───── Material supplied ─────

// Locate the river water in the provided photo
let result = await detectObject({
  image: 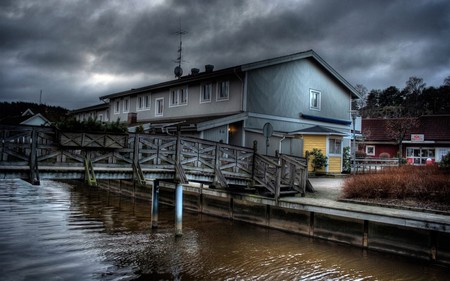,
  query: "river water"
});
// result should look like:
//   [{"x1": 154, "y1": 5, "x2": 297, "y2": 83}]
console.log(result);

─────

### Exercise
Extract each line of the data above that contains the string "water".

### Written answer
// Locate the river water in the provided photo
  query: "river water"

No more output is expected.